*What is expected*
Please answer from the passage below about John: what is his rule when someone says something that makes him want to hurt them?

## start Excerpted passage

John recognises that he fits the McDonald Triad – the triad of sociopathy that, should there be two or more traits present, is said to be a predictor of later violent tendencies. John knows he is a sociopath, knows he could develop into a serial killer and has a set of rules to try and avoid the tendencies. For instance, if someone says something that makes him want to hurt them (something that happens as he is bullied) his rule is to smile and say something nice – actor Max Record doing a fine line in fake smiles with a dangerous edge. He also misses emotional clues – such as the interest fellow pupil Brooke (Lucy Lawton) offers him.

## end Excerpted passage
## start Supplied material

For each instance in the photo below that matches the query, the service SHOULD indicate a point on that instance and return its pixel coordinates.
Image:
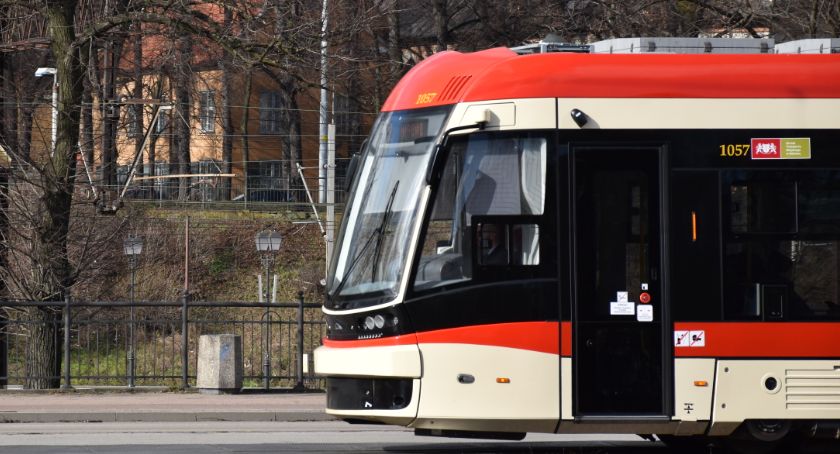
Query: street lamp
(41, 72)
(132, 246)
(268, 243)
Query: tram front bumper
(377, 384)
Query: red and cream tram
(570, 242)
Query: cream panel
(805, 390)
(507, 114)
(532, 394)
(693, 402)
(668, 113)
(401, 417)
(391, 361)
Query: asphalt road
(304, 437)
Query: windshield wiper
(377, 234)
(386, 219)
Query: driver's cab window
(486, 174)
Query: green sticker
(798, 148)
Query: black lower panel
(368, 393)
(618, 368)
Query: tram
(566, 242)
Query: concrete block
(219, 364)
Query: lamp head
(41, 72)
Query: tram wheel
(764, 437)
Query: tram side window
(485, 174)
(695, 240)
(782, 245)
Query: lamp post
(132, 246)
(268, 243)
(41, 72)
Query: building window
(131, 120)
(342, 115)
(207, 111)
(270, 112)
(162, 122)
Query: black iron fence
(156, 343)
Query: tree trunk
(41, 368)
(138, 94)
(109, 111)
(51, 273)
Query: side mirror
(351, 170)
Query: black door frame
(662, 204)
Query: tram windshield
(368, 264)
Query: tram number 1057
(734, 151)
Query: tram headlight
(369, 323)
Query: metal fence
(156, 343)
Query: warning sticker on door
(690, 338)
(621, 297)
(622, 308)
(644, 313)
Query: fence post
(185, 340)
(299, 385)
(67, 385)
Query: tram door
(619, 362)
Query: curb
(153, 416)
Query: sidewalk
(87, 405)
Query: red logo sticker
(766, 148)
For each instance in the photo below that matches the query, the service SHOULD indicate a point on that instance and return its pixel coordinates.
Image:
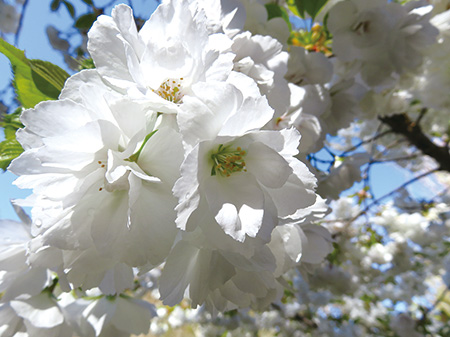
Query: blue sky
(34, 41)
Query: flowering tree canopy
(209, 169)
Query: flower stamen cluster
(227, 161)
(170, 90)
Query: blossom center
(227, 160)
(170, 90)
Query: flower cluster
(160, 155)
(183, 165)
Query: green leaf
(48, 77)
(28, 92)
(70, 8)
(275, 11)
(55, 5)
(293, 8)
(85, 21)
(313, 7)
(9, 150)
(299, 5)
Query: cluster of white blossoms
(179, 165)
(159, 155)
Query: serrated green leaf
(9, 150)
(70, 8)
(85, 21)
(49, 78)
(275, 11)
(313, 7)
(27, 90)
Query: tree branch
(412, 131)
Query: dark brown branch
(412, 131)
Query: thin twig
(379, 135)
(19, 27)
(376, 201)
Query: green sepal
(134, 157)
(9, 150)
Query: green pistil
(135, 156)
(170, 90)
(227, 161)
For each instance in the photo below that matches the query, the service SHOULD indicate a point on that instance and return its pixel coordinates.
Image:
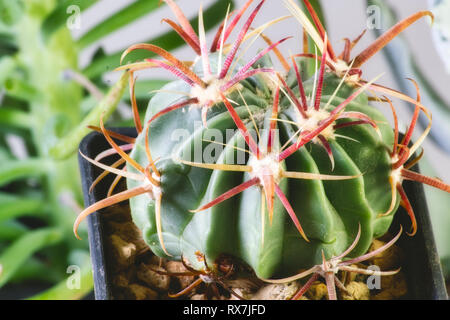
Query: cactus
(276, 171)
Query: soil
(139, 275)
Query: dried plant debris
(140, 275)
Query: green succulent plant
(278, 170)
(46, 104)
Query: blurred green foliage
(43, 117)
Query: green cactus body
(330, 211)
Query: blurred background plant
(56, 63)
(47, 99)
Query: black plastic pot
(422, 267)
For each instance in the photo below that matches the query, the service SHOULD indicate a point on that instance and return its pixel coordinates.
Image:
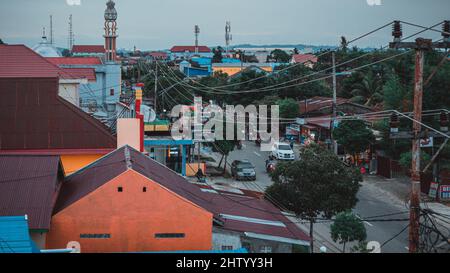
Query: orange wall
(73, 163)
(132, 217)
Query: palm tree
(369, 91)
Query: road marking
(365, 222)
(257, 154)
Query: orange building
(113, 206)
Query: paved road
(372, 202)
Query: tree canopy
(318, 185)
(346, 228)
(354, 136)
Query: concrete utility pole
(334, 143)
(420, 46)
(155, 101)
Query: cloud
(73, 2)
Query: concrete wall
(38, 238)
(132, 218)
(256, 245)
(109, 76)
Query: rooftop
(29, 186)
(191, 49)
(88, 49)
(237, 212)
(75, 61)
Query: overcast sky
(160, 24)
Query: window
(95, 236)
(169, 235)
(266, 249)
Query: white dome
(45, 49)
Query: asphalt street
(374, 204)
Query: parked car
(243, 170)
(283, 151)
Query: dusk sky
(160, 24)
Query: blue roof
(230, 60)
(14, 235)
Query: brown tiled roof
(75, 61)
(101, 172)
(181, 49)
(317, 103)
(304, 58)
(29, 186)
(88, 49)
(33, 116)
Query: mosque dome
(46, 49)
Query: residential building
(88, 51)
(35, 119)
(315, 121)
(308, 60)
(188, 52)
(101, 96)
(29, 186)
(158, 56)
(45, 48)
(234, 68)
(15, 235)
(156, 209)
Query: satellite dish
(149, 113)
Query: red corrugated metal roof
(88, 49)
(34, 117)
(101, 172)
(18, 61)
(181, 49)
(75, 61)
(29, 186)
(305, 58)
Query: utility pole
(197, 33)
(334, 143)
(51, 30)
(155, 101)
(420, 46)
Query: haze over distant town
(159, 24)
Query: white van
(283, 151)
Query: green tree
(354, 136)
(280, 56)
(395, 95)
(406, 159)
(318, 185)
(347, 228)
(289, 108)
(369, 91)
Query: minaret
(110, 31)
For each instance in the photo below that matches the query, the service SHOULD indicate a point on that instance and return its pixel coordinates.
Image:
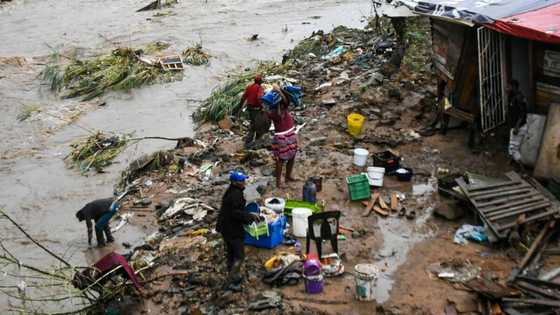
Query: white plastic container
(276, 207)
(375, 176)
(365, 276)
(360, 157)
(299, 217)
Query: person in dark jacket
(230, 223)
(517, 107)
(100, 211)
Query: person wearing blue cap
(231, 218)
(100, 211)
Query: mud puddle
(37, 189)
(399, 237)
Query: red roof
(540, 25)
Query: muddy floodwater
(35, 186)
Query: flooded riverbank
(37, 188)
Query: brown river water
(35, 186)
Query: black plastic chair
(323, 226)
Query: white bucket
(375, 176)
(299, 216)
(360, 157)
(366, 281)
(276, 207)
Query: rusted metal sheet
(507, 204)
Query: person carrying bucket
(100, 211)
(230, 223)
(285, 142)
(259, 121)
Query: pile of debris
(123, 69)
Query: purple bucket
(313, 284)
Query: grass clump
(224, 101)
(27, 111)
(195, 56)
(96, 151)
(120, 70)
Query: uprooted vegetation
(224, 101)
(96, 151)
(123, 69)
(195, 56)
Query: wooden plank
(507, 214)
(473, 188)
(533, 218)
(509, 193)
(518, 202)
(499, 190)
(507, 199)
(533, 301)
(511, 208)
(533, 288)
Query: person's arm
(90, 229)
(238, 211)
(243, 98)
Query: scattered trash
(455, 271)
(469, 232)
(195, 56)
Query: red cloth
(252, 95)
(283, 121)
(113, 260)
(541, 25)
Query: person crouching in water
(100, 211)
(285, 142)
(230, 223)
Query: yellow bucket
(355, 124)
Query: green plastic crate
(358, 187)
(256, 230)
(292, 204)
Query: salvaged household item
(365, 276)
(299, 222)
(274, 237)
(276, 204)
(313, 276)
(355, 124)
(318, 181)
(323, 227)
(292, 204)
(375, 176)
(171, 63)
(386, 159)
(404, 174)
(310, 191)
(505, 204)
(358, 187)
(360, 157)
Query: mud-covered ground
(404, 249)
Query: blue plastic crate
(275, 238)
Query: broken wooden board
(509, 203)
(548, 162)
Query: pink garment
(113, 260)
(283, 121)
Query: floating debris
(158, 4)
(97, 151)
(195, 56)
(224, 101)
(123, 69)
(27, 111)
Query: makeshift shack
(481, 46)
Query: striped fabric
(284, 145)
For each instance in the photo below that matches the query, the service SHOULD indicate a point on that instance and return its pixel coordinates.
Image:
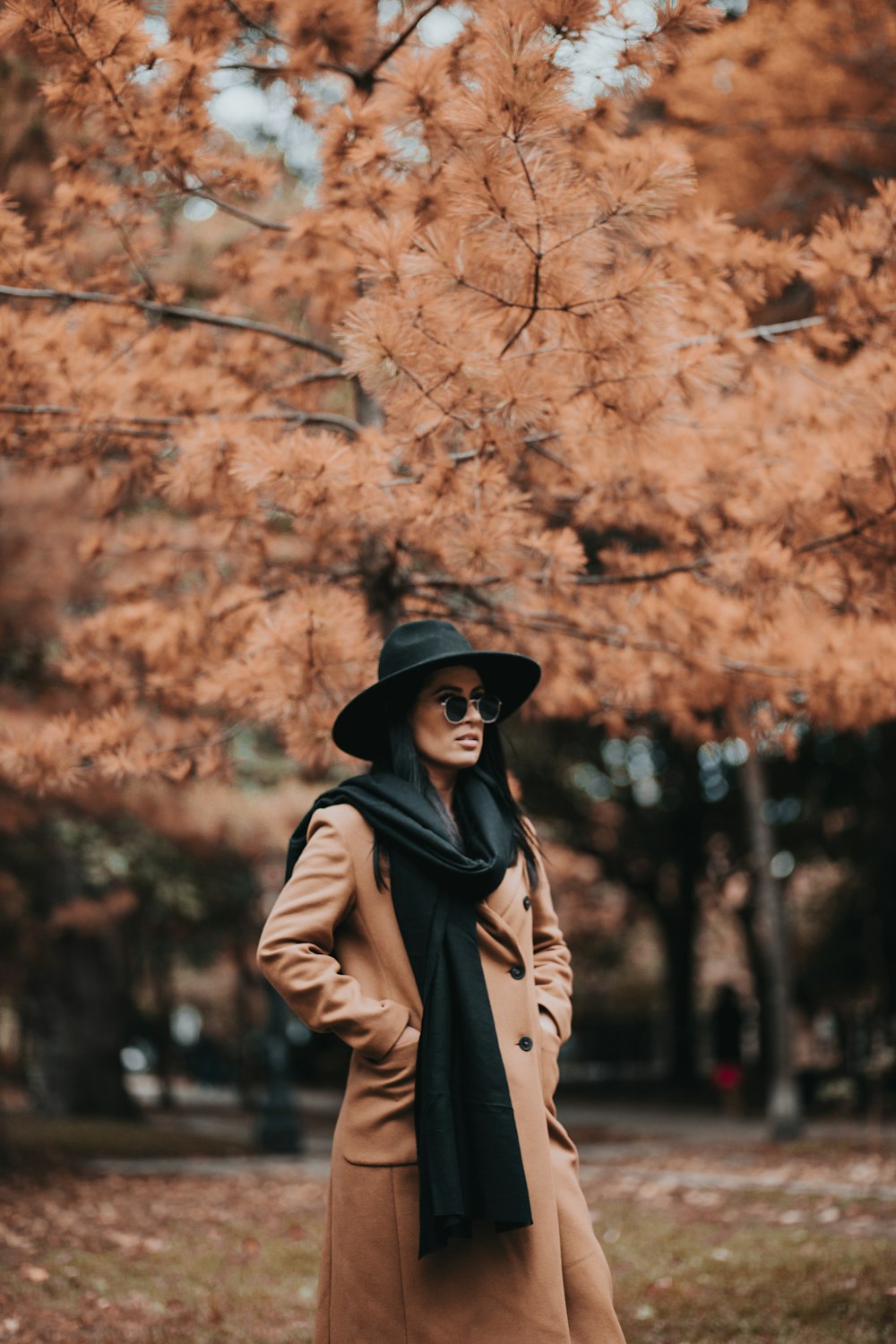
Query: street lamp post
(279, 1128)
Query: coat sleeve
(552, 960)
(296, 949)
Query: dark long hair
(401, 758)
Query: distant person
(417, 924)
(727, 1069)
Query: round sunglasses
(454, 706)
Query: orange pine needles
(495, 366)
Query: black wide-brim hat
(411, 650)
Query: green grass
(710, 1282)
(62, 1140)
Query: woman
(417, 924)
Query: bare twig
(191, 314)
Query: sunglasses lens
(454, 709)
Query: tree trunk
(75, 1016)
(782, 1107)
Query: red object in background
(727, 1075)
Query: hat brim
(360, 728)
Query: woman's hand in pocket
(409, 1035)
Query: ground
(715, 1234)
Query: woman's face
(437, 741)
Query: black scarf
(466, 1142)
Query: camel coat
(332, 948)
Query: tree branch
(193, 314)
(123, 425)
(766, 332)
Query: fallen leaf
(34, 1273)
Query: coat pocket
(375, 1124)
(549, 1066)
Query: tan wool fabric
(332, 948)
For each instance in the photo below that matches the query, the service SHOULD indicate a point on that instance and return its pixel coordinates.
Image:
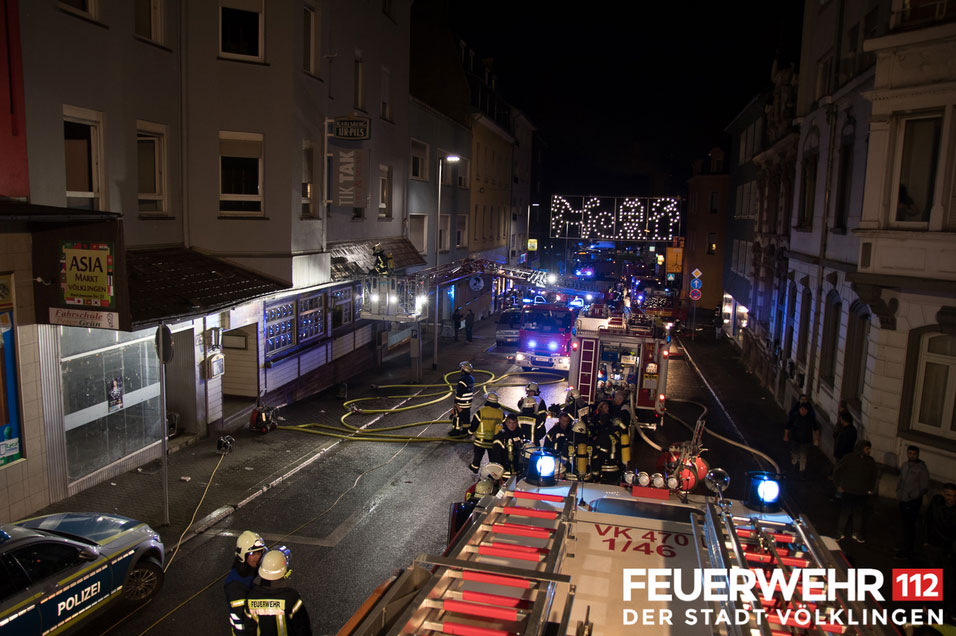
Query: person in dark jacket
(844, 437)
(802, 432)
(275, 608)
(855, 478)
(249, 550)
(912, 484)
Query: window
(342, 313)
(831, 335)
(462, 167)
(419, 160)
(935, 390)
(240, 29)
(443, 223)
(83, 153)
(240, 173)
(311, 317)
(148, 20)
(917, 169)
(151, 167)
(87, 8)
(308, 179)
(855, 352)
(384, 192)
(42, 560)
(417, 228)
(844, 178)
(280, 326)
(386, 108)
(461, 232)
(803, 334)
(359, 81)
(311, 49)
(809, 191)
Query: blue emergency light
(764, 491)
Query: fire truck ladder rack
(756, 543)
(500, 577)
(404, 297)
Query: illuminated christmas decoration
(610, 218)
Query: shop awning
(354, 259)
(177, 283)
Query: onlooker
(912, 485)
(456, 319)
(940, 547)
(855, 478)
(844, 436)
(469, 324)
(802, 431)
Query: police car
(56, 570)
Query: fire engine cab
(621, 350)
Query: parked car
(509, 327)
(58, 570)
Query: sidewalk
(761, 421)
(257, 462)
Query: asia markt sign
(86, 273)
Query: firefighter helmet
(248, 542)
(274, 566)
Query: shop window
(342, 308)
(280, 326)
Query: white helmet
(274, 566)
(248, 542)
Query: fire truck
(627, 350)
(543, 556)
(545, 340)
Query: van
(509, 327)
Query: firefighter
(484, 426)
(249, 550)
(383, 260)
(506, 449)
(464, 392)
(276, 609)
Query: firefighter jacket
(238, 582)
(532, 428)
(559, 440)
(277, 611)
(485, 425)
(506, 448)
(465, 390)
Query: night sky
(625, 90)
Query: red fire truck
(628, 351)
(545, 340)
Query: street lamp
(441, 162)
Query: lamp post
(441, 161)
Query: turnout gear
(484, 426)
(464, 393)
(249, 549)
(276, 610)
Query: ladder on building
(501, 576)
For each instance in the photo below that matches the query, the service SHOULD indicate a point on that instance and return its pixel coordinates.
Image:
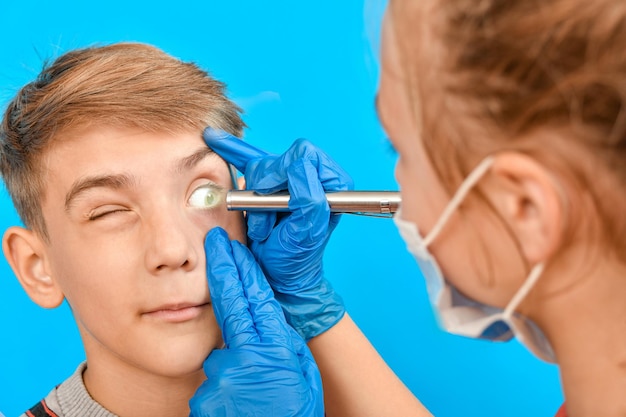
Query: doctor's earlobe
(527, 197)
(25, 252)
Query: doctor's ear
(25, 252)
(530, 201)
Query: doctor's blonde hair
(550, 70)
(127, 85)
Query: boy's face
(126, 247)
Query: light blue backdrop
(299, 69)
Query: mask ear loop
(534, 275)
(458, 197)
(233, 176)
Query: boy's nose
(170, 244)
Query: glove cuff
(311, 312)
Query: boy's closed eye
(103, 211)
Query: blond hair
(518, 68)
(128, 85)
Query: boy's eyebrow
(117, 181)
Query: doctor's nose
(170, 244)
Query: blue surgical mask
(455, 312)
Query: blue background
(298, 69)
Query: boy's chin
(185, 360)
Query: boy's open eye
(206, 196)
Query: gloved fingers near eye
(265, 368)
(290, 247)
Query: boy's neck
(126, 392)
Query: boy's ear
(531, 202)
(25, 252)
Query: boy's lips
(176, 312)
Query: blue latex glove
(290, 247)
(266, 369)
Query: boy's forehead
(129, 150)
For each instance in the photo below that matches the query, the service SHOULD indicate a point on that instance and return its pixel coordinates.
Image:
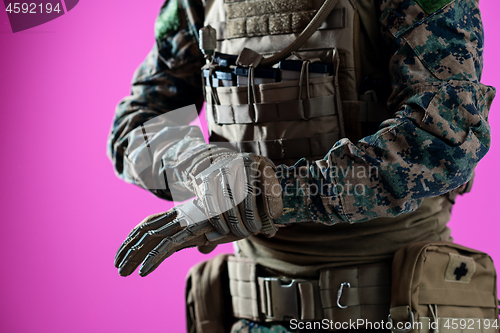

## end Supplied material

*Complete output*
To smile and say something nice.